_Stated exercise_.
Rewrite the items as a two-column CSV with the columns item_text and item_answer, one row per item, placing each value in a single quoted field with line breaks replaced by spaces. Include only the lines from the one containing "the <item>rose bud</item>." through the one containing "[[[154,101],[158,104],[161,103],[161,92],[156,92],[154,94]]]", both included.

-- start --

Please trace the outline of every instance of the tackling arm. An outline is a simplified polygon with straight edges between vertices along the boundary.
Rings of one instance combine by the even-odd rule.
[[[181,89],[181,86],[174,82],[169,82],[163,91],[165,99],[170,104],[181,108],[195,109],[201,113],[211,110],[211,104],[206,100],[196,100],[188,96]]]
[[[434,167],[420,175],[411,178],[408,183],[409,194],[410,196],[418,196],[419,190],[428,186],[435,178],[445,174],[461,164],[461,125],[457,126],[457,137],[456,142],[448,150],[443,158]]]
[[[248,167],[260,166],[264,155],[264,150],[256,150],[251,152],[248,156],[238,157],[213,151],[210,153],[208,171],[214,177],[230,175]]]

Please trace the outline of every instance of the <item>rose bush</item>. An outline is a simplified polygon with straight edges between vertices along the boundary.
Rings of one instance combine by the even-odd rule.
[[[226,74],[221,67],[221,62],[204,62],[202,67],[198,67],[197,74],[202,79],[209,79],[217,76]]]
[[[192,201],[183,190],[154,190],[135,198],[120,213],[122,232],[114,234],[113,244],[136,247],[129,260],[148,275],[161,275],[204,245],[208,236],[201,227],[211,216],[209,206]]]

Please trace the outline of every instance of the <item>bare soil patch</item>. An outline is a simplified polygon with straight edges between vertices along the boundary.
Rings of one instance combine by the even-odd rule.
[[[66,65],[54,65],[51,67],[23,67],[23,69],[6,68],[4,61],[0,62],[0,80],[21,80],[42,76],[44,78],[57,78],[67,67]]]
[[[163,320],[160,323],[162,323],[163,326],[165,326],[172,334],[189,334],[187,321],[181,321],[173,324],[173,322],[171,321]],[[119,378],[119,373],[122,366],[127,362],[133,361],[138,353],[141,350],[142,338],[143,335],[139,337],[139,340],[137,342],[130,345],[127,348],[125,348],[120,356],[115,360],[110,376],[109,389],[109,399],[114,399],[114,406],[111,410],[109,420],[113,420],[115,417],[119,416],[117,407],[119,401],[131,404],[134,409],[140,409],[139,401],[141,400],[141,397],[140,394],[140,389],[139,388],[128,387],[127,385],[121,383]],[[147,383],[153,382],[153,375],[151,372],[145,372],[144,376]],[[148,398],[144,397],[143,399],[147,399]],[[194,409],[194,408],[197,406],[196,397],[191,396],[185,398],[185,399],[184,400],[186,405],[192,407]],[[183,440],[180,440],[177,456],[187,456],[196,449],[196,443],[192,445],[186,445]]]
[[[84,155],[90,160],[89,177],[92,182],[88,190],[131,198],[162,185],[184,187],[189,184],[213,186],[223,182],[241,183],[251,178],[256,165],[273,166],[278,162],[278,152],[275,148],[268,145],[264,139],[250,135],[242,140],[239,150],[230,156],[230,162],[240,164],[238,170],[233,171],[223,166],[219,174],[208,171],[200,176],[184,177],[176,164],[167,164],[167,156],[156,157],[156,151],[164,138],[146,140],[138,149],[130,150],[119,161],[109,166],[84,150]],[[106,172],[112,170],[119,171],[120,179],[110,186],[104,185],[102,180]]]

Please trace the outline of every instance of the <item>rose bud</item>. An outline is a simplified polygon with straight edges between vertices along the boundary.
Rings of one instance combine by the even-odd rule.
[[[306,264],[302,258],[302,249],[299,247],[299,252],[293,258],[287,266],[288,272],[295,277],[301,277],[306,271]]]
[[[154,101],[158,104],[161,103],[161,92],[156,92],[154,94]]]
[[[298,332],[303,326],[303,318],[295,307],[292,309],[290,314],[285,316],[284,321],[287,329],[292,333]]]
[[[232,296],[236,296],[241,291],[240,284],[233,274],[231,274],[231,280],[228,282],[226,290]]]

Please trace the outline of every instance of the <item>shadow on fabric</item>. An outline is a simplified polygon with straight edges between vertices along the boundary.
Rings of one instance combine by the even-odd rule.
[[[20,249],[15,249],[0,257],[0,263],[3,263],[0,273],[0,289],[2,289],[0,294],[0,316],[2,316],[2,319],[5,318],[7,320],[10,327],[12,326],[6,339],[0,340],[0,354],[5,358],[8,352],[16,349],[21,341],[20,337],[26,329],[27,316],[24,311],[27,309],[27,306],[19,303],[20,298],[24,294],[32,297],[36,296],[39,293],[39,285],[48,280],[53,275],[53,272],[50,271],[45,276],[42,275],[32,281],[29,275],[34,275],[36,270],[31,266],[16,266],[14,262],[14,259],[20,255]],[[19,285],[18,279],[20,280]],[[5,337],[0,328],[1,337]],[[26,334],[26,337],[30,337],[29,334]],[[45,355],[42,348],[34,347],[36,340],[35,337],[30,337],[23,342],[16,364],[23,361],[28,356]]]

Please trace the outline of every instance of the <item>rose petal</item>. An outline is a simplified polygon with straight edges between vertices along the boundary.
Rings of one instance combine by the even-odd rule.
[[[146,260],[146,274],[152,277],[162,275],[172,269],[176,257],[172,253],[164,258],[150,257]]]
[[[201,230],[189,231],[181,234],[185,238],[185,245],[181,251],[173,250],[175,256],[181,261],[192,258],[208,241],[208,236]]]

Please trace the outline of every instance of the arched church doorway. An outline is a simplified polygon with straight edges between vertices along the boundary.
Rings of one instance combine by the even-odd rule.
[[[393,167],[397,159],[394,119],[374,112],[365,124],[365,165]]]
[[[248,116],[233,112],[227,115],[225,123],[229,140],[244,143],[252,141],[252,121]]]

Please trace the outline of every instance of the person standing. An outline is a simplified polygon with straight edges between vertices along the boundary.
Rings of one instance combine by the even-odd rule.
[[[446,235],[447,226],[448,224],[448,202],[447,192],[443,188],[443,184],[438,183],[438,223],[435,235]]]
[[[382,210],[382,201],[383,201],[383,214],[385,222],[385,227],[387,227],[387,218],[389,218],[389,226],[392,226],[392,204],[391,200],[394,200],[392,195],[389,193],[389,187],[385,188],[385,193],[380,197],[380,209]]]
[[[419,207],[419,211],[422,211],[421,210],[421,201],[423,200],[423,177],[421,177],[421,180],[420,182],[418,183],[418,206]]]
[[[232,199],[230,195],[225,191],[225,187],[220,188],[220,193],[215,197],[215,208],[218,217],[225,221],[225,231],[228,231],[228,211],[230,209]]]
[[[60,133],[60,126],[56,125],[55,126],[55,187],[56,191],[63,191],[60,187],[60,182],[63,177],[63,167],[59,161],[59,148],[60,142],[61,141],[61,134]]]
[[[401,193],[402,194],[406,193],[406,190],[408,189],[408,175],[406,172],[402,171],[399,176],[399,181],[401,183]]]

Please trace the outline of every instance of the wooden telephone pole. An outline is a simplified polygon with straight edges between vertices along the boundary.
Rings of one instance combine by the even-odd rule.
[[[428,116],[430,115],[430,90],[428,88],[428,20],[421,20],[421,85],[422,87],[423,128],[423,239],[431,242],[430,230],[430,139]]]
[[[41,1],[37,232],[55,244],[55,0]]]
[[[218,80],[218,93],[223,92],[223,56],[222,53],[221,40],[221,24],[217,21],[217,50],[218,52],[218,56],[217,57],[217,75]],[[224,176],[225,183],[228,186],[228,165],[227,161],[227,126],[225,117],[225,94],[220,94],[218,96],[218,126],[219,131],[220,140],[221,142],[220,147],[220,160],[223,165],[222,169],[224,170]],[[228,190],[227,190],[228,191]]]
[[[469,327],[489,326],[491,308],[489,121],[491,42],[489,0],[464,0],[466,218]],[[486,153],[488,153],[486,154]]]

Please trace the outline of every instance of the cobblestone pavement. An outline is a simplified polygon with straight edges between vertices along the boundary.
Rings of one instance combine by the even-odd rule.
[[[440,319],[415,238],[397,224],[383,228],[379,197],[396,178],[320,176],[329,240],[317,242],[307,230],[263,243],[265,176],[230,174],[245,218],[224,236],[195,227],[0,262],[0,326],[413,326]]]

-- end --

_Output of the exercise_.
item_text,item_answer
"Please trace the outline of every instance of the <item>rose bud</item>. An outline is a simplified polygon with straight edges between vertices along the boundary. Rings of one instance combine by the even-odd rule.","[[[306,264],[302,258],[302,249],[299,247],[299,252],[293,258],[287,266],[288,272],[295,277],[301,277],[306,271]]] [[[154,101],[158,104],[161,103],[161,92],[156,92],[154,94]]]"